Items from a dataset:
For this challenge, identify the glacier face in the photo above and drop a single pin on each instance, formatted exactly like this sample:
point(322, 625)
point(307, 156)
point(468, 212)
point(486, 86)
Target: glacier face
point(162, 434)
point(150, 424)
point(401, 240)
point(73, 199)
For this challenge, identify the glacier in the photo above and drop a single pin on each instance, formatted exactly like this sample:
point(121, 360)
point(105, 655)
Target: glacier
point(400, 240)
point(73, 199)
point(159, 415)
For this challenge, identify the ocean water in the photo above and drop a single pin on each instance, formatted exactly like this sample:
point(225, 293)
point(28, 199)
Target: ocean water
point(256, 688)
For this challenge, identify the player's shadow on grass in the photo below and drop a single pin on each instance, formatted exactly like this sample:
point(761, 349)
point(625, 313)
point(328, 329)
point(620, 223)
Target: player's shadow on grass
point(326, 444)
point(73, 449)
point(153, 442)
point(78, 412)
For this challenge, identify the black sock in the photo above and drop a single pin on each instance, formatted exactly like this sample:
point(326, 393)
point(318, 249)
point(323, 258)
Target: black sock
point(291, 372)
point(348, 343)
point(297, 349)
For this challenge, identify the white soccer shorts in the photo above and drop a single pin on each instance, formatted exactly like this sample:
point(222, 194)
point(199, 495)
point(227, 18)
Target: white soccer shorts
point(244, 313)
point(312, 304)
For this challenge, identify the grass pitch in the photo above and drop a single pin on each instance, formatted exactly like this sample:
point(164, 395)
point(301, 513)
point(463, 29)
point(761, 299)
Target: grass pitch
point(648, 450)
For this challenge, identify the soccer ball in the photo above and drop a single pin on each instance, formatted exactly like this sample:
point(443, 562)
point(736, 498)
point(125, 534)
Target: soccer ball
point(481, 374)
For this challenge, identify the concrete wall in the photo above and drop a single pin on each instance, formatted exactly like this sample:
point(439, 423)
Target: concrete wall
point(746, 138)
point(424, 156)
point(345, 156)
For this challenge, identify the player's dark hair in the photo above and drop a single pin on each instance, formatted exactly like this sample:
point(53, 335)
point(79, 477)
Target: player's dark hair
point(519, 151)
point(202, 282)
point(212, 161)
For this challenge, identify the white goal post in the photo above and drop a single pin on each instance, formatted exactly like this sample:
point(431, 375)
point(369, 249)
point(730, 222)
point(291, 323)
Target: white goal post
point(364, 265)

:: To be done ::
Reproduce all of the data above word for word, leaving every line unchanged.

:: Reply ::
For this challenge, identify the glacier face in the photo above and drop a single pin on each instance, formatted exactly like this sample:
point(322, 625)
point(307, 156)
point(468, 212)
point(486, 86)
Target: glacier face
point(162, 434)
point(150, 424)
point(401, 240)
point(73, 199)
For this challenge, identify the glacier in the photo above and drop a single pin on each instance, formatted exactly like this sample:
point(121, 360)
point(105, 655)
Target: glacier
point(400, 240)
point(73, 199)
point(159, 415)
For this challenge, identify the ocean water in the photo above and drop a single pin on each instance, formatted exactly like this sample:
point(225, 293)
point(28, 199)
Target: ocean water
point(256, 688)
For this challenge, identify the player's shadow on grass in the photo below and drop a single pin on each instance, formatted exactly like this sample:
point(761, 349)
point(625, 313)
point(328, 329)
point(620, 223)
Target: player's shadow on grass
point(326, 444)
point(73, 449)
point(153, 442)
point(78, 412)
For this challenge, identify the black sock in the photo above and drop a single pin on each instance, formatted exactly like this sample:
point(326, 393)
point(318, 249)
point(323, 258)
Target: black sock
point(291, 372)
point(348, 343)
point(297, 349)
For this challenge, identify the white soccer shorts in the photo above and drop a single pin on each instance, formatted exactly like this sample:
point(222, 194)
point(199, 495)
point(227, 18)
Target: white soccer shorts
point(244, 313)
point(312, 304)
For this challenge, identify the grass pitch in the photo above and drop a single pin on each instance, formatted exactly like this sample:
point(164, 395)
point(301, 513)
point(463, 29)
point(761, 299)
Target: grass pitch
point(648, 450)
For this challenge, identify the soccer ball in the photo above and drop a single pin on each instance, formatted exactly like this sample:
point(443, 562)
point(736, 498)
point(125, 534)
Target: soccer ball
point(481, 374)
For this challenge, identify the concrete wall in the photo above and drop a single pin on each instance, formatted exactly like this sample:
point(439, 423)
Target: concrete wall
point(746, 138)
point(424, 156)
point(345, 156)
For this challenge, identify the player's dark hair in the photo above and drop a single pin on each instance, formatted exactly like this sample:
point(53, 335)
point(79, 477)
Target: player's dark hair
point(519, 151)
point(202, 282)
point(212, 161)
For this challenge, identify the white goal post in the photo above and drop a single pin on each instance, formatted exactly like this sample:
point(431, 375)
point(369, 249)
point(730, 222)
point(291, 323)
Target: white goal post
point(364, 265)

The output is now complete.